- **WORK INSTRUCTIONS**: Reproduce the records below with "trace the outline" switched to "draw the boundary" wherever it occurs, keeping every other character unchanged.

※ ※ ※

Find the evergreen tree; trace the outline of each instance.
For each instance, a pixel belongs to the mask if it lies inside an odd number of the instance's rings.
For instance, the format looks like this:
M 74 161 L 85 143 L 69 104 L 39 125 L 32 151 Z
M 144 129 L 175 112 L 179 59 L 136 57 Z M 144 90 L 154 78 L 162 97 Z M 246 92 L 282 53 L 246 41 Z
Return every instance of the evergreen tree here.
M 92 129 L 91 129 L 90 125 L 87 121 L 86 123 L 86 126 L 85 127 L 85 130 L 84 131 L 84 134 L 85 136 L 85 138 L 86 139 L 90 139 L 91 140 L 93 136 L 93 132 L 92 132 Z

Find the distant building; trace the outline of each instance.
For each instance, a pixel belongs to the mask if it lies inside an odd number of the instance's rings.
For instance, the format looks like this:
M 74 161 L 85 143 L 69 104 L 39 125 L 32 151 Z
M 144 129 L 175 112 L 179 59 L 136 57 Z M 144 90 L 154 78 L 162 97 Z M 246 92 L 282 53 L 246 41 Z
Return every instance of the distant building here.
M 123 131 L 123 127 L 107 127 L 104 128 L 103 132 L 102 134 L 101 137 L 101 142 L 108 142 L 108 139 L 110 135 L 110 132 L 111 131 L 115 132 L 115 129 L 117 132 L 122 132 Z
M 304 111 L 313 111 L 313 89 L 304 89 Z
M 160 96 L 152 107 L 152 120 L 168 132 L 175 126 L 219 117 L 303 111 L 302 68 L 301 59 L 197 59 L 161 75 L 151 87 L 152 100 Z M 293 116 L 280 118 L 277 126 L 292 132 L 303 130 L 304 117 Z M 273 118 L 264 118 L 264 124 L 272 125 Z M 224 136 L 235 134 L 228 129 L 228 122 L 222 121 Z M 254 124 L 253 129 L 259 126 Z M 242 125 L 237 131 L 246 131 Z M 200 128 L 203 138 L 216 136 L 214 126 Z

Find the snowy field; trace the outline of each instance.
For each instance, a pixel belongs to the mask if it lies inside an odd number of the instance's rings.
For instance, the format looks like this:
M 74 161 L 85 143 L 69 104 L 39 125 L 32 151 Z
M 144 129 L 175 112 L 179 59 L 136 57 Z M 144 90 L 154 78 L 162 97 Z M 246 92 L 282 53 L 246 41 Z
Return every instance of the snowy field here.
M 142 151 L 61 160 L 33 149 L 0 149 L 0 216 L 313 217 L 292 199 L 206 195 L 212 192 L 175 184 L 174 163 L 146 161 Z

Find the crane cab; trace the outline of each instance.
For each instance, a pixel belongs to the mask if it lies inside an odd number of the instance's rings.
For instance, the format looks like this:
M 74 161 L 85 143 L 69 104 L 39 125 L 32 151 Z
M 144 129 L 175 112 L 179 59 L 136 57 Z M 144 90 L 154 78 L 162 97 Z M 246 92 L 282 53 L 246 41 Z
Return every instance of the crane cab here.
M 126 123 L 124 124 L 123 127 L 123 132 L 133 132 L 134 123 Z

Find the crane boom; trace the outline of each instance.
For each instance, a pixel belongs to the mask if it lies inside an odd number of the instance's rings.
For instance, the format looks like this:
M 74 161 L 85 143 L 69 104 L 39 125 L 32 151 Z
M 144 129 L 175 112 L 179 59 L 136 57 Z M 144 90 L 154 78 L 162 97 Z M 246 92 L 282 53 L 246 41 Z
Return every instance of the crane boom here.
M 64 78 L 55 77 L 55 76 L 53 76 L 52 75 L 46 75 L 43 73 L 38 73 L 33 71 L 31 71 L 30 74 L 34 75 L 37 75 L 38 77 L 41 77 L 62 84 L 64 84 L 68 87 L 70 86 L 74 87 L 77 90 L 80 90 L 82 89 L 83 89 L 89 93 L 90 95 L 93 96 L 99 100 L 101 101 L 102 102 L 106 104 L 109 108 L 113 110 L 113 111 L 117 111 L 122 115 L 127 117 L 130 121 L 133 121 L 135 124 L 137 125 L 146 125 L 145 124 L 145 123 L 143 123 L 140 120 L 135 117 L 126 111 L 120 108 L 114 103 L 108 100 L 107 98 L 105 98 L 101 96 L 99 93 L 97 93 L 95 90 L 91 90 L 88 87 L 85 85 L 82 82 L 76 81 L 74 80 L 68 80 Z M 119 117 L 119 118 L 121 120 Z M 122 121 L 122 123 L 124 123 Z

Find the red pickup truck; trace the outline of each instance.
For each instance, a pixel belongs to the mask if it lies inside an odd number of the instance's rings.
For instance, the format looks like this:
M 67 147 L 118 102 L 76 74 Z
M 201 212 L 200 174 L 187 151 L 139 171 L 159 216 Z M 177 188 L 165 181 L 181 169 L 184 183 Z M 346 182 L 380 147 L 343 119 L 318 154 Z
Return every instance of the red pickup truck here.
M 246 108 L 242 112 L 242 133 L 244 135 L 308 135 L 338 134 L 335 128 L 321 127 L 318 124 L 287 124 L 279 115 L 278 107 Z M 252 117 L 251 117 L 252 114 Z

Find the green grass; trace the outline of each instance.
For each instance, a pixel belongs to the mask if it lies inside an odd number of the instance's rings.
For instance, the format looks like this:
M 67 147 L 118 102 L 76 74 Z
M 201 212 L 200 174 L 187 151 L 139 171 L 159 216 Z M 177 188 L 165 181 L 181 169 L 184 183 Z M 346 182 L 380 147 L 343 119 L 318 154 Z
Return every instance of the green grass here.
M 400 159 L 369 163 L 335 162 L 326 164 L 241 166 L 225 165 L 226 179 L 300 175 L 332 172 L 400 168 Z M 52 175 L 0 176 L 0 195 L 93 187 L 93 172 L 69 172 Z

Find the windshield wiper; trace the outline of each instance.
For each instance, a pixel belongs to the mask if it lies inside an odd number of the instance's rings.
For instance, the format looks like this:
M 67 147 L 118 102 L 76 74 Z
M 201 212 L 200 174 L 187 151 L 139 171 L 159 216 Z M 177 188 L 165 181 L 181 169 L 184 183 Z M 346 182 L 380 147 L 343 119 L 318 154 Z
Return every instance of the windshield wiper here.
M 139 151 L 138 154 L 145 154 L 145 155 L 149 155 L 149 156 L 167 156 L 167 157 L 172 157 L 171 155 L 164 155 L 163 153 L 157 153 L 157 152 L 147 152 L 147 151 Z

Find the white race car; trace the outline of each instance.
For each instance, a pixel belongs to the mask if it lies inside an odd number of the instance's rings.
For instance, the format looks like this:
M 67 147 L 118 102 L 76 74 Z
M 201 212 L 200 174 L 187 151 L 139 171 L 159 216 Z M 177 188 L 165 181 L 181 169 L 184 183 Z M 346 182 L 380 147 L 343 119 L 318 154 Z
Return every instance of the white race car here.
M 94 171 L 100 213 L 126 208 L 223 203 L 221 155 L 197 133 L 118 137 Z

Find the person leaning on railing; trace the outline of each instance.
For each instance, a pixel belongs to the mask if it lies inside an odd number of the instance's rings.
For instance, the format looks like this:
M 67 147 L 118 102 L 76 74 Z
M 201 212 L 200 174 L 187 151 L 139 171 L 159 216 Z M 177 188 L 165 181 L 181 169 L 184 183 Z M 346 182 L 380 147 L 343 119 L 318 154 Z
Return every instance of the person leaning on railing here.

※ ※ ※

- **CORRECT RESULT**:
Find the evergreen tree; draw the boundary of each instance.
For each instance, a pixel belongs to the mask if it lies inside an odd number of the instance's rings.
For instance, the format looks like this:
M 74 161 L 85 143 L 69 104 L 39 125 L 32 151 Z
M 144 129 L 175 112 L 179 59 L 136 57 Z M 144 90 L 154 78 L 162 97 Z M 246 92 L 282 53 L 246 41 Z
Return every instance of the evergreen tree here.
M 92 129 L 91 129 L 90 125 L 87 121 L 86 123 L 86 126 L 85 127 L 85 130 L 84 131 L 84 134 L 85 136 L 85 138 L 86 139 L 90 139 L 91 140 L 93 136 L 93 132 L 92 132 Z

Find the distant building; draw the boundary of each instance.
For each instance, a pixel belongs to the mask if it lies inside an odd number of the instance's rings.
For instance, the format looks like this:
M 74 161 L 85 143 L 69 104 L 39 125 L 32 151 Z
M 144 129 L 175 112 L 179 59 L 136 57 Z M 144 90 L 154 78 L 162 97 Z M 246 92 L 282 53 L 246 41 Z
Return every instance of the distant building here.
M 123 131 L 123 127 L 107 127 L 104 128 L 103 132 L 102 134 L 101 137 L 101 142 L 108 142 L 108 139 L 110 135 L 110 132 L 111 131 L 115 132 L 115 129 L 117 132 L 122 132 Z
M 304 111 L 313 111 L 313 89 L 304 89 Z
M 160 96 L 152 107 L 152 120 L 168 132 L 175 126 L 219 117 L 303 111 L 302 68 L 301 59 L 197 59 L 161 75 L 151 87 L 152 100 Z M 293 116 L 280 118 L 277 126 L 292 132 L 303 130 L 304 117 Z M 273 118 L 264 118 L 264 124 L 272 125 Z M 224 136 L 235 134 L 228 129 L 228 122 L 222 121 Z M 254 124 L 253 129 L 259 126 Z M 242 125 L 237 131 L 246 131 Z M 200 128 L 203 138 L 216 136 L 214 126 Z

Find the snowy field; draw the boundary of each instance.
For each instance, a pixel belongs to the mask if it lies inside an odd number of the instance's rings.
For instance, the format looks like this:
M 74 161 L 85 143 L 69 104 L 39 125 L 32 151 Z
M 144 129 L 175 112 L 179 59 L 136 57 Z M 144 90 L 154 78 L 162 97 Z M 246 92 L 282 53 L 246 41 Z
Return every instance of the snowy field here.
M 142 151 L 61 160 L 33 149 L 0 149 L 0 216 L 313 217 L 292 199 L 206 195 L 212 192 L 175 184 L 174 163 L 146 161 Z

Find the crane cab; draw the boundary of each instance.
For each instance, a pixel belongs to the mask if it lies inside an odd number of the instance's rings.
For instance, the format looks like this:
M 74 161 L 85 143 L 69 104 L 39 125 L 32 151 Z
M 144 129 L 175 112 L 179 59 L 136 57 Z M 144 90 L 154 78 L 162 97 Z M 246 92 L 282 53 L 246 41 Z
Return every instance of the crane cab here.
M 126 123 L 124 124 L 123 127 L 123 132 L 133 132 L 134 123 Z

Find the crane boom; draw the boundary of each instance.
For each instance, a pixel belongs to the mask if it lies inside an odd number of the instance's rings.
For instance, the format looks like this:
M 74 161 L 85 143 L 69 104 L 39 125 L 32 151 Z
M 144 129 L 175 112 L 179 59 L 136 57 Z M 144 90 L 154 78 L 162 97 Z M 246 92 L 282 53 L 246 41 Z
Return every instance of the crane boom here.
M 64 78 L 55 77 L 55 76 L 53 76 L 52 75 L 46 75 L 43 73 L 38 73 L 33 71 L 31 71 L 30 74 L 34 75 L 37 75 L 38 77 L 41 77 L 62 84 L 64 84 L 68 87 L 70 86 L 74 87 L 77 90 L 80 90 L 82 89 L 83 89 L 89 93 L 90 95 L 93 96 L 99 100 L 101 101 L 102 102 L 106 104 L 109 108 L 113 110 L 113 111 L 117 111 L 122 115 L 127 117 L 130 121 L 133 121 L 135 124 L 137 125 L 146 125 L 145 124 L 145 123 L 143 123 L 140 120 L 135 117 L 126 111 L 120 108 L 114 103 L 108 100 L 107 98 L 105 98 L 101 96 L 99 93 L 97 93 L 95 90 L 91 90 L 88 87 L 85 85 L 82 82 L 76 81 L 74 80 L 68 80 Z M 119 117 L 119 118 L 121 120 Z M 122 121 L 122 123 L 124 123 Z

Find the red pickup truck; draw the boundary of each instance.
For each instance, a pixel belongs to the mask if it lies inside an odd number of the instance's rings.
For instance, the format looks like this:
M 67 147 L 118 102 L 76 74 Z
M 201 212 L 200 174 L 187 151 L 139 171 L 159 216 Z M 177 188 L 165 181 L 181 169 L 184 183 Z M 346 182 L 380 147 L 343 119 L 318 154 Z
Return every instance of the red pickup truck here.
M 246 108 L 242 112 L 242 133 L 244 135 L 308 135 L 338 134 L 335 128 L 321 127 L 318 124 L 287 124 L 279 115 L 278 107 Z M 252 117 L 251 117 L 252 114 Z

Find the green grass; draw the boundary of each instance.
For each instance, a pixel belongs to the mask if it lies inside an odd number of the instance's rings.
For instance, the format looks like this:
M 67 147 L 118 102 L 76 74 Z
M 201 212 L 200 174 L 187 151 L 139 171 L 159 216 Z M 177 188 L 165 181 L 181 169 L 184 183 Z M 346 182 L 380 147 L 343 119 L 318 154 Z
Return every instance of the green grass here.
M 400 159 L 369 163 L 335 162 L 326 164 L 241 166 L 225 165 L 226 179 L 300 175 L 332 172 L 400 168 Z M 52 175 L 0 176 L 0 195 L 93 187 L 93 172 L 69 172 Z

Find the windshield wiper; draw the boundary of each instance.
For each instance, a pixel belongs to the mask if it lies inside an odd number of the instance's rings.
For instance, the format looks like this:
M 67 147 L 118 102 L 76 74 Z
M 201 212 L 200 174 L 187 151 L 139 171 L 159 216 Z M 177 188 L 165 181 L 181 169 L 184 183 Z M 346 182 L 380 147 L 343 119 L 318 154 Z
Return every instance of the windshield wiper here.
M 139 151 L 138 154 L 145 154 L 145 155 L 149 155 L 149 156 L 167 156 L 167 157 L 172 157 L 171 155 L 164 155 L 163 153 L 157 153 L 157 152 L 147 152 L 147 151 Z

Find the white race car; draw the boundary of each instance.
For each instance, a pixel belongs to the mask if it lies inside an odd number of the instance's rings.
For instance, the format looks like this:
M 67 147 L 118 102 L 76 74 Z
M 201 212 L 200 174 L 187 151 L 139 171 L 159 216 Z M 177 188 L 165 181 L 181 169 L 184 183 Z M 346 182 L 380 147 L 343 119 L 318 154 Z
Return every instance of the white race car here.
M 94 171 L 100 213 L 126 208 L 223 203 L 221 155 L 197 133 L 118 137 Z

Find the person leaning on railing; draw the boundary of each instance.
For each instance, a pixel belongs to the mask if it lies inside an odd number of the instance's rings.
For instance, the format looks like this:
M 67 147 L 118 102 L 76 74 Z
M 201 212 L 200 174 L 187 151 L 139 171 L 159 216 Z M 177 188 L 165 181 L 181 169 L 184 183 Z M 346 182 L 380 147 L 343 119 L 318 154 Z
Return every instance of the person leaning on railing here.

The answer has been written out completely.